FRAGMENTO DEL TEXTO ::
La mansedumbre del discípulo

Autor: Viviana Endelman Zapata

 

A esto han sido llamados, porque también Cristo padeció por ustedes,

y les dejó un ejemplo a fin de que sigan sus huellas.

El no cometió pecado y nadie pudo encontrar una mentira en su boca.

Cuando era insultado, no devolvía el insulto,

y mientras padecía no profería amenazas;

al contrario, confiaba su causa al que juzga rectamente.

El llevó sobre la cruz nuestros pecados,

cargándolos en su cuerpo, a fin de que, muertos al

pecado, vivamos para la justicia.

1 Pe. 2, 21-24a

 

 

El discípulo está llamado a dejar que su vida sea interpelada por las actitudes y las opciones de Jesús. Por todas. También por las que son más escandalosas para la mentalidad y las normas de vida de este mundo y más desconcertantes para el orgullo personal. También por las actitudes que tuvo Jesús en su Pasión, aunque sean opuestas a los instintos de dominación y violencia tan encumbrados.

ENUNCIADO :: Transcriba literalmente el fragmento sobre la mansedumbre del discípulo, comenzando en "y mientras padecía" y terminando en "para la justicia.". Las filas no intervienen en este ejercicio.

FILAS PROPORCIONADAS ::
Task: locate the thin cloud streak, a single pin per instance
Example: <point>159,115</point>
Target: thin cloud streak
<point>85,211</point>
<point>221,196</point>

SOLUCIÓN ::
y mientras padecía no profería amenazas;

al contrario, confiaba su causa al que juzga rectamente.

El llevó sobre la cruz nuestros pecados,

cargándolos en su cuerpo, a fin de que, muertos al

pecado, vivamos para la justicia.